Copy the material below word for word, with no changes.

Records
-- begin --

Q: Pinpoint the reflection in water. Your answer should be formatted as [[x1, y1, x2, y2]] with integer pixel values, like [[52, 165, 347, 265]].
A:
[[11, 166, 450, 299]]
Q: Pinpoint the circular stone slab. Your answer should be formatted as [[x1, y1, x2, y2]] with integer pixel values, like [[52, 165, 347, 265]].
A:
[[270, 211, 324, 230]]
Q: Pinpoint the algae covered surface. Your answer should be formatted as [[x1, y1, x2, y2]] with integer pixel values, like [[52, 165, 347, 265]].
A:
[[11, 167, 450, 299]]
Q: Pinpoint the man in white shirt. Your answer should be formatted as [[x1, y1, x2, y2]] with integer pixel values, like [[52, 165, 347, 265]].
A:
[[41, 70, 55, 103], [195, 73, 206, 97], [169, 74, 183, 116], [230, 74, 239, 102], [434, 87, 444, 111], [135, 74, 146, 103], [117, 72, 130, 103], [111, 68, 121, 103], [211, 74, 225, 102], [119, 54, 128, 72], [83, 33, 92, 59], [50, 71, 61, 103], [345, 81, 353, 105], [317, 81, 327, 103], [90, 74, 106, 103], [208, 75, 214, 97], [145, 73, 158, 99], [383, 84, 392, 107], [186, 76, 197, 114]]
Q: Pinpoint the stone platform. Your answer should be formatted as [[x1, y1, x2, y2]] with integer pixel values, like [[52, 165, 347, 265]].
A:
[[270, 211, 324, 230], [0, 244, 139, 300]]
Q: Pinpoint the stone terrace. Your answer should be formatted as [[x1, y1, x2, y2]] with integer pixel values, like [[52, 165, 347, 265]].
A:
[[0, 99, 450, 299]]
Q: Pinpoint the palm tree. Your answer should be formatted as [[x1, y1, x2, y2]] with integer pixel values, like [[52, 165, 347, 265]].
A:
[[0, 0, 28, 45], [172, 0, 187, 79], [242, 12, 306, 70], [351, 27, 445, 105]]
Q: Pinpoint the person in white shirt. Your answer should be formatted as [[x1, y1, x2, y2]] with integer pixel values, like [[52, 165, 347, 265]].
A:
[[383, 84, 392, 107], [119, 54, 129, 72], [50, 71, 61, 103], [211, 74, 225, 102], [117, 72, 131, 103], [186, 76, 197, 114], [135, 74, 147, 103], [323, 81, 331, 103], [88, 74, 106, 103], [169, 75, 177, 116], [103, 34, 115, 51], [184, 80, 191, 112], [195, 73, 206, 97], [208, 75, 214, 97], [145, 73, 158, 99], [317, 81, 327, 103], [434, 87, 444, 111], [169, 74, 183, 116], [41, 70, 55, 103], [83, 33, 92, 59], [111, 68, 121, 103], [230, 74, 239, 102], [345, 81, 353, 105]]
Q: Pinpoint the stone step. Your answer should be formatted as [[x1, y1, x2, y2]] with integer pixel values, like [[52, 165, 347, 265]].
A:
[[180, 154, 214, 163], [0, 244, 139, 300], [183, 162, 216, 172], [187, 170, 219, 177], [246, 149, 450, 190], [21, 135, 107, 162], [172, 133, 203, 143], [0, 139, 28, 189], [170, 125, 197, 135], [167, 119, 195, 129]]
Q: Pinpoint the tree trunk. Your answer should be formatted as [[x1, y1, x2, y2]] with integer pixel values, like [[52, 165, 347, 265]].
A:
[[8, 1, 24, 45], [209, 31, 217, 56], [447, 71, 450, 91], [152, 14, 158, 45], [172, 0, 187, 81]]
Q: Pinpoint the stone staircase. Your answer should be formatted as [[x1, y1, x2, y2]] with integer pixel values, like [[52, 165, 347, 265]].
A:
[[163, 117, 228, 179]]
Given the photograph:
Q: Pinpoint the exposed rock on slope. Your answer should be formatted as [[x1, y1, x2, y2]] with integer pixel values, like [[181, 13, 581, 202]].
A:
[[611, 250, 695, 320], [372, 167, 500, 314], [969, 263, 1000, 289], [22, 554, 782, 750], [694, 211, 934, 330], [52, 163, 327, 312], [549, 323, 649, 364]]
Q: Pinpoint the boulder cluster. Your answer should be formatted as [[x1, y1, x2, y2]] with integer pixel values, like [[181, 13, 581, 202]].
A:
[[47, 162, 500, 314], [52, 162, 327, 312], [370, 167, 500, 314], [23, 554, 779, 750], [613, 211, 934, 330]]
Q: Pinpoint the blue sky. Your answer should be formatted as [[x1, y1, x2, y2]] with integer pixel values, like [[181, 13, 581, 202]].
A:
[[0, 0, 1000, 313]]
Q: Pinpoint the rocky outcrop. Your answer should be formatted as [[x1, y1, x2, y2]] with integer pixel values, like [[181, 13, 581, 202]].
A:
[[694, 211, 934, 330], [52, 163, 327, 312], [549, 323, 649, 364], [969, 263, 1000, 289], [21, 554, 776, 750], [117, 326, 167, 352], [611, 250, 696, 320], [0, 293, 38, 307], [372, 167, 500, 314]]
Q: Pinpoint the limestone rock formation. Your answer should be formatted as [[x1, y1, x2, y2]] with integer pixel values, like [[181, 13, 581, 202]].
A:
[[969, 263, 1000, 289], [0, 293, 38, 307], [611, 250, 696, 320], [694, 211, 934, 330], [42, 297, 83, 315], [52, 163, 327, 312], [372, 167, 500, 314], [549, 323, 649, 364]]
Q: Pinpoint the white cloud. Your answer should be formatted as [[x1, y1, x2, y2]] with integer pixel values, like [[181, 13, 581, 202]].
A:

-- end --

TASK SOLUTION:
Q: Pinpoint the reflection in water. Your answer should be formatted as [[x1, y1, x2, y2]] with integer pixel values, like [[52, 165, 347, 265]].
A:
[[11, 166, 450, 299]]
Q: Pinpoint the circular stone slab. Your answer should be formatted as [[x1, y1, x2, y2]] with integer pixel values, like [[52, 165, 347, 265]].
A:
[[270, 211, 324, 230]]
Q: Pinpoint the algae covered surface. Your answer should be formatted as [[x1, y1, x2, y2]] with integer pixel values, like [[52, 165, 347, 265]].
A:
[[11, 167, 450, 299]]
Q: Pinpoint the man in white shirt. Your answer should be formatted as [[x1, y1, x2, y2]] with integer pixel values, like [[52, 165, 347, 265]].
A:
[[41, 70, 55, 103], [195, 73, 206, 97], [169, 74, 183, 116], [230, 74, 239, 102], [434, 87, 444, 111], [135, 74, 146, 103], [117, 72, 130, 103], [111, 68, 121, 103], [211, 74, 225, 102], [119, 54, 128, 72], [83, 33, 92, 59], [50, 71, 61, 103], [345, 81, 353, 105], [317, 81, 327, 103], [90, 74, 106, 103], [208, 75, 214, 97], [145, 73, 158, 99], [383, 84, 392, 107], [186, 76, 197, 114]]
Q: Pinpoint the stone platform. Your answer should be formatted as [[x1, y1, x2, y2]] with integer pixel values, like [[52, 165, 347, 265]].
A:
[[270, 211, 324, 230], [0, 244, 139, 300]]
Q: Pinpoint the stone terrace. Your answer should be formatted as [[x1, y1, x2, y2]] with integer pixel values, like [[52, 165, 347, 265]].
A:
[[0, 99, 450, 299]]
Q: Pinpoint the palm tree. Your answer should be formatted as [[x1, y1, x2, y2]] with integer pixel values, like [[52, 165, 347, 265]].
A:
[[0, 0, 28, 45], [172, 0, 187, 79], [242, 12, 306, 70], [351, 27, 445, 105]]
Q: Pinpoint the person in white shirt. Your answer should be formatted as [[x1, y1, x2, y2]] with integer pixel values, like [[52, 165, 347, 265]].
A:
[[383, 84, 392, 107], [119, 54, 129, 72], [50, 71, 61, 103], [211, 74, 225, 102], [117, 72, 131, 103], [186, 76, 197, 114], [135, 74, 147, 103], [323, 81, 331, 103], [88, 74, 106, 103], [169, 75, 177, 116], [103, 34, 115, 51], [184, 80, 191, 112], [195, 73, 206, 97], [208, 75, 214, 97], [145, 73, 158, 99], [317, 81, 327, 103], [434, 87, 444, 111], [169, 74, 183, 116], [41, 70, 55, 103], [83, 33, 92, 59], [111, 68, 121, 103], [230, 74, 239, 102], [345, 81, 353, 105]]
Q: Pinpoint the stone step. Your answer should be formatted as [[x1, y1, x2, y2]] with integer pixel values, like [[52, 165, 347, 265]].
A:
[[180, 154, 214, 163], [0, 244, 139, 300], [183, 162, 216, 172], [187, 170, 219, 177], [246, 149, 450, 190], [21, 135, 107, 162], [172, 133, 203, 143], [0, 139, 28, 189], [170, 125, 197, 135], [167, 119, 195, 129]]
Q: Pinpoint the tree trunk. Your answer should be formatted as [[x1, y1, x2, y2]] with integer pixel values, like [[52, 165, 347, 265]].
A:
[[8, 1, 24, 45], [209, 31, 217, 56], [447, 71, 450, 91], [152, 14, 158, 45], [172, 0, 187, 81]]
Q: Pinpoint the stone staircase. Your answer should be formatted as [[x1, y1, x2, y2]] with integer pixel values, like [[52, 165, 347, 265]].
A:
[[163, 117, 228, 179]]
Given the photograph:
Q: Pinpoint the exposed rock on slope. Your answer should be formatted as [[x1, y1, x2, y2]] with integer pixel values, like [[181, 13, 581, 202]].
A:
[[611, 250, 695, 320], [372, 167, 500, 314], [969, 263, 1000, 289], [22, 554, 782, 750], [694, 211, 934, 330], [52, 163, 327, 312], [549, 323, 649, 364]]
Q: Pinpoint the boulder cluster. Your answer should be formatted as [[x1, y1, x2, y2]] with integer pixel values, like [[181, 13, 581, 202]].
A:
[[47, 162, 500, 314], [52, 162, 327, 312], [370, 167, 500, 314], [23, 554, 779, 750], [613, 211, 934, 330]]
Q: Pinpoint the blue sky. Your answer should be formatted as [[x1, y1, x2, y2]] with integer pixel values, like [[181, 13, 581, 202]].
A:
[[0, 0, 1000, 313]]
Q: Pinpoint the rocky outcrop. Your answer should be formatted as [[x1, y1, x2, y2]] with integer pixel values, like [[181, 13, 581, 202]].
A:
[[694, 211, 934, 330], [52, 163, 327, 312], [549, 323, 649, 364], [969, 263, 1000, 289], [21, 554, 776, 750], [117, 326, 167, 352], [611, 250, 696, 320], [0, 293, 38, 307], [372, 167, 500, 314]]
Q: Pinpoint the limestone rock formation. Your answer should be formatted as [[x1, y1, x2, y2]] with integer pixel values, like [[181, 13, 581, 202]].
A:
[[969, 263, 1000, 289], [0, 293, 38, 307], [611, 250, 696, 320], [694, 211, 934, 330], [42, 297, 83, 315], [52, 163, 327, 312], [372, 167, 500, 314], [549, 323, 649, 364]]
Q: Pinpoint the white cloud. Your answer should be formatted as [[x1, y1, x2, y2]] with integer pixel values, like [[181, 13, 581, 202]].
A:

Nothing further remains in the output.